◆ **The problem**: Report only the number of lines in the records below that include the string "positive". Case counts.

[Stored entries]
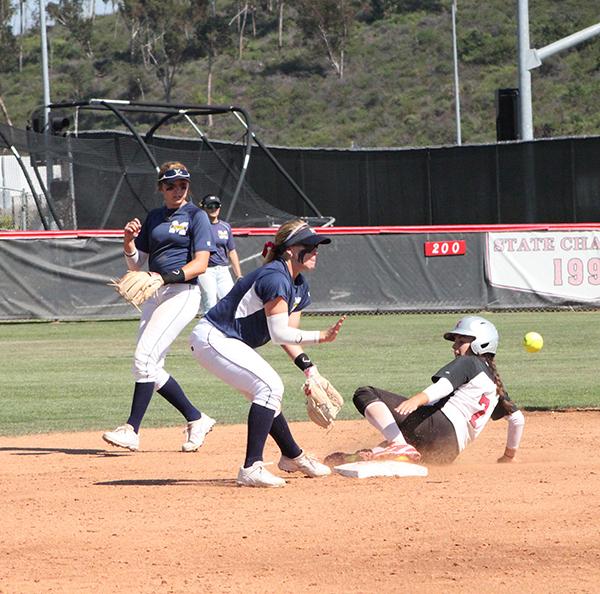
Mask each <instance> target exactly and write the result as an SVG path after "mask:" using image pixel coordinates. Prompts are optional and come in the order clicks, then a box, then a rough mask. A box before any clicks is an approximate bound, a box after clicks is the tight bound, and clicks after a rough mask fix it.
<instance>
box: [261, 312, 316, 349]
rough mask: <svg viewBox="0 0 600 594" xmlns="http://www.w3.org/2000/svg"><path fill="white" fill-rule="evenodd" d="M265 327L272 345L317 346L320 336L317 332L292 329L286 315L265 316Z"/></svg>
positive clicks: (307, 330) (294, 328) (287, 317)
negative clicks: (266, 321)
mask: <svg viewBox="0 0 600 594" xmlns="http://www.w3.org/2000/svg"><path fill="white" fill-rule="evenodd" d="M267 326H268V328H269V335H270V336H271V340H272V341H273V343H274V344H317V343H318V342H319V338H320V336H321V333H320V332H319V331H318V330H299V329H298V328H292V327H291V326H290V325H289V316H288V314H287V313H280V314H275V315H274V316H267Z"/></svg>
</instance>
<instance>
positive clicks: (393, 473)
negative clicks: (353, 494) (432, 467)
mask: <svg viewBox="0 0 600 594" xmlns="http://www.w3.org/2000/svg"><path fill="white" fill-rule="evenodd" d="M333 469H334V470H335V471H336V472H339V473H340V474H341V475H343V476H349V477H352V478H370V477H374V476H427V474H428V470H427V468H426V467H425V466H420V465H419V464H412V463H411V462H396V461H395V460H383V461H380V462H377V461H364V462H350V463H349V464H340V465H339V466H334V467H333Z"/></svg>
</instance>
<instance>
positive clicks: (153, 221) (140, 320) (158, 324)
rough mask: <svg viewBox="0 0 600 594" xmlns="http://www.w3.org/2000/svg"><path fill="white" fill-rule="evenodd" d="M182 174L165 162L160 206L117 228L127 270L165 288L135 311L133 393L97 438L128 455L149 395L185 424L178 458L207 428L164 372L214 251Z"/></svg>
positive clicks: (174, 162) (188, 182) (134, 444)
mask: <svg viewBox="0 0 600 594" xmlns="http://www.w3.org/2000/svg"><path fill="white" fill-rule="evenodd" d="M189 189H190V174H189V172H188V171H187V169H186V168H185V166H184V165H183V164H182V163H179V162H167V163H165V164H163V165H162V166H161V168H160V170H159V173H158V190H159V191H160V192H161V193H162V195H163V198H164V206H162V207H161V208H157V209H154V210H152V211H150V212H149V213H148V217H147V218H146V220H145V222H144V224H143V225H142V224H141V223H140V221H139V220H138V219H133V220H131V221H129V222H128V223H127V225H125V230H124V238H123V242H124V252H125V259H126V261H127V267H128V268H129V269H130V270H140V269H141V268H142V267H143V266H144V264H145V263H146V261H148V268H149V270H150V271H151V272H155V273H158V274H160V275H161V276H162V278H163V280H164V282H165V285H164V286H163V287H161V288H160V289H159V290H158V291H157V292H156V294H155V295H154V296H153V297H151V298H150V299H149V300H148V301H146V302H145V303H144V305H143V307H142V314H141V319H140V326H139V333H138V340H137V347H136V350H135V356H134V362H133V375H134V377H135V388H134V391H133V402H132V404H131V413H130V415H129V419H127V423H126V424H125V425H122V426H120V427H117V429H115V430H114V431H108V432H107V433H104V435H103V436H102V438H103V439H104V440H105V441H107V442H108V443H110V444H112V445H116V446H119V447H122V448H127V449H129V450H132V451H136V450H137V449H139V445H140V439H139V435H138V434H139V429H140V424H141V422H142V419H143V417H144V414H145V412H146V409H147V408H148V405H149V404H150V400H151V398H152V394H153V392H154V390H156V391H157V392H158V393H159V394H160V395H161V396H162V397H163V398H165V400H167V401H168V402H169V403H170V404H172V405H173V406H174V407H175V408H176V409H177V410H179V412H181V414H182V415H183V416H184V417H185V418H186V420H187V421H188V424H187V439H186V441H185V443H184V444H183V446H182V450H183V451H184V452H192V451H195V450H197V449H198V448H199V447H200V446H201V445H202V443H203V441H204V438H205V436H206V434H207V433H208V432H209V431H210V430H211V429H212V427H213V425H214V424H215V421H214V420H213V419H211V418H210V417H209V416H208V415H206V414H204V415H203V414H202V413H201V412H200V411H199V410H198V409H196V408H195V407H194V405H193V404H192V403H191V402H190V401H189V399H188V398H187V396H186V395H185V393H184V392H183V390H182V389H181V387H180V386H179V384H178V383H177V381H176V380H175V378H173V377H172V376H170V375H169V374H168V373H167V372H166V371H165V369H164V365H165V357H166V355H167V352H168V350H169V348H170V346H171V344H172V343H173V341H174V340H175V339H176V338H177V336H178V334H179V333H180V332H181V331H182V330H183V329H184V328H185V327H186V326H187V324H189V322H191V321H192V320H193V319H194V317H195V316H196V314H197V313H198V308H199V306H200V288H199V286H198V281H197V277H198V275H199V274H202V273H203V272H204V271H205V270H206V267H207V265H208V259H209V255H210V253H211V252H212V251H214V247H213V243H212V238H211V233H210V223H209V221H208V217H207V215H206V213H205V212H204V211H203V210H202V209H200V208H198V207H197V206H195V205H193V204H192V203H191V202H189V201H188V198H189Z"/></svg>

◆ **Output of the exercise**: 4